◆ THE EXERCISE ◆
Retype every line of the material below exactly as it appears, leaving out the pictures.

◆ EXERCISE INPUTS ◆
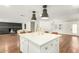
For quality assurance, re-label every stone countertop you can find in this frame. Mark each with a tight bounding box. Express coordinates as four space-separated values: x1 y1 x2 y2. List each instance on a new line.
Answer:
19 32 61 46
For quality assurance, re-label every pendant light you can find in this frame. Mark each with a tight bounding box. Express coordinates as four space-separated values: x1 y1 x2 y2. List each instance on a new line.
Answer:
31 11 36 21
42 5 48 19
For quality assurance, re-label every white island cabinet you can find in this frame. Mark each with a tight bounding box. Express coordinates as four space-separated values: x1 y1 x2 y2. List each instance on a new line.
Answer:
19 33 61 53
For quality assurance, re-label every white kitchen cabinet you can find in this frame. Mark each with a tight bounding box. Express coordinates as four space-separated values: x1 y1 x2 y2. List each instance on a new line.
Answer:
20 37 28 53
20 34 60 53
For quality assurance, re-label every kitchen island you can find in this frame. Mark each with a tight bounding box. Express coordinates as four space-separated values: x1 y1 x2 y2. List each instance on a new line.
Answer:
19 32 61 53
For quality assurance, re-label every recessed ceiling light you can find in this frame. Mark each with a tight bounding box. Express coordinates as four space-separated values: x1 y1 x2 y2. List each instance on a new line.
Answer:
72 5 79 8
3 5 10 7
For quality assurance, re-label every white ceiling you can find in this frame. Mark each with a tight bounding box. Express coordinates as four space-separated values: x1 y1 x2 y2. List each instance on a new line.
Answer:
0 5 79 21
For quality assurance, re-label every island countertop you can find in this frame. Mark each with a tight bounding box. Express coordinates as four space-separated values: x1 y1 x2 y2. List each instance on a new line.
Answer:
19 32 61 46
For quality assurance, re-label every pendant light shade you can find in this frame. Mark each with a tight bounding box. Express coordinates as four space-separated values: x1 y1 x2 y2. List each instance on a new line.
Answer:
42 5 48 19
31 11 36 20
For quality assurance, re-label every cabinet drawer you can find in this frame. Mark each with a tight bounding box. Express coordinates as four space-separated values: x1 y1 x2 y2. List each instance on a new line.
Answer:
41 39 59 53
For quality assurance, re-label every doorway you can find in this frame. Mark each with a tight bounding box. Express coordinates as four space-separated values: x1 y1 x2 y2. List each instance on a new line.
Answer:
72 24 78 35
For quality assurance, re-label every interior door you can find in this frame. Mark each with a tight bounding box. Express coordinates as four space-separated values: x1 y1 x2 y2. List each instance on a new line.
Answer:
72 24 78 35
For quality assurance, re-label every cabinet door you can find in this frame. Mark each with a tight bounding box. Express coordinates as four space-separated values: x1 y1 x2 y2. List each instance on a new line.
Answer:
20 38 28 53
50 38 59 53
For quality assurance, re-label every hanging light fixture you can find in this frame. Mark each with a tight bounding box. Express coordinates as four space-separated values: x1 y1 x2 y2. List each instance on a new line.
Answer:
42 5 48 19
31 11 36 21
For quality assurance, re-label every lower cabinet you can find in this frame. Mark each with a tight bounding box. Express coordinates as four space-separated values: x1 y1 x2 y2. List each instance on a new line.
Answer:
20 37 28 53
20 38 59 53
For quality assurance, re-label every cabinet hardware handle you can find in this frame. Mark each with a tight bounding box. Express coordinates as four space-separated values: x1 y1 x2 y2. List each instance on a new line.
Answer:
45 47 48 50
51 44 53 46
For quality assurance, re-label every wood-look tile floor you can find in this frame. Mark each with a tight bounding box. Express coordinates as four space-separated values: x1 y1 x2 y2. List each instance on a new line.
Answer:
59 35 79 53
0 34 79 53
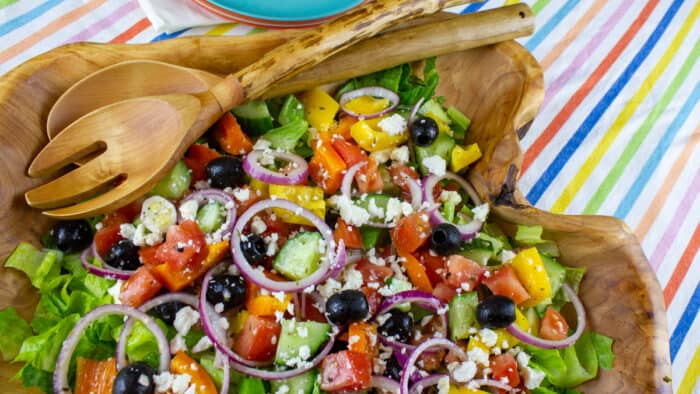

◆ RESULT OF THIS TASK ◆
For quality assurance, re-label every stone countertop you can find in this frame. Mark each with a tight bounding box. Express coordinates as four space-separated values: x1 y1 x2 y2. List each instance on a new line.
Answer:
19 32 61 46
For quality assurance, re-label every pendant light you can find in this frame. Mark each with a tight bounding box. Express coordinates as four space-separated values: x1 y1 x2 y2. List each instance on a new line.
Answer:
31 11 36 21
42 5 48 19
For quality assurance, re-label every white island cabinet you can find in this frame. Mark each with a tight bounding box. Express coordinates as four space-separated values: x1 y1 x2 y2. List each instance on a new line.
Answer:
19 33 61 53
For quality assurance, re-label every white kitchen cabinet you can find in this frame. Mark each with a tight bounding box. Express coordinates as four space-separated values: x1 y1 x2 y2. List each instance on a new line.
Answer:
20 37 28 53
20 34 60 53
For quality assurance, re-label every kitchen island you can find in this frame. Mark each with a tight bounding box. Express coordinates as four space-separated values: x1 y1 x2 y2. List each instance on a new line.
Answer:
19 32 61 53
For quality assurance, re-label every recessed ceiling light you can find in this frame. Mark each with a tight bounding box. Express coordinates as four space-separated values: x1 y1 x2 y2. List each instance on a new line.
Answer:
72 5 79 8
3 5 10 7
For quality assurance, re-label every white ceiling you can find in this frame. Mark each with a tight bounding box. Express coordinates as four space-separated values: x1 y1 x2 y2. List each instance on a new line.
Answer:
0 5 79 21
For quality assurance, re-label every island countertop you can find in this frame. Mark each with a tight bounding box. Express coordinates as four space-separated values: x1 y1 x2 y2. List each instance on a new line.
Answer:
19 32 61 46
For quality assurance, re-label every pendant light shade you can find in this frame. Mark each with a tight bounding box. Express coordinates as four space-separated values: x1 y1 x2 y2. List each instance on a new line.
Answer:
42 5 48 19
31 11 36 20
For quality assurance, re-label every cabinet drawer you can find in this frame. Mark each with a tight bounding box. Express coordinates as four space-separated values: x1 y1 x2 y2. List each instance on a new line.
Answer:
41 39 59 53
For quality assurance, re-label every doorway you can find in this frame. Mark each with a tight bounding box. Express coordinates as four space-separated values: x1 y1 x2 y2. List each instance on a new line.
Answer:
72 24 78 35
For quality assurance, re-label every interior door you can find in this frame. Mark each with a tight bounding box. Express coordinates as four space-separated values: x1 y1 x2 y2. List each instance on a new line.
Answer:
72 24 78 35
For quality assurance, re-label every cabinet door you can find in this frame. Mark each with a tight bounding box. Express coordinates as four space-separated values: x1 y1 x2 y2. List each instance on a new line.
Answer:
20 38 28 53
50 38 59 53
For quality assurance, re-label every hanging light fixture you can find in this frame. Mark each with a tight bounding box. Express coordinates as four space-separated values: x1 y1 x2 y2. List each instance on a new line.
Answer:
42 5 48 19
31 11 36 21
For quality assurance, re-label every lower cabinet you can find in this frame. Mark each with a tight bounding box. Express coordinates as four space-separated values: x1 y1 x2 y2. List each instance on a new line.
Answer:
20 37 28 53
20 38 59 53
For quality assurance, re-label every cabinet hardware handle you can find in this frame. Mark each with a tight bounding box. Express coordinates as four space-separated values: x1 y1 x2 y2. List each instance on a new line.
Answer:
45 47 48 50
51 44 53 46
For quality assurance, re-label every wood-look tile floor you can find in this frame. Mark each with a tight bounding box. Express coordinates as four space-separated values: x1 y1 x2 y2. List each instance on a new line.
Answer:
59 35 79 53
0 34 79 53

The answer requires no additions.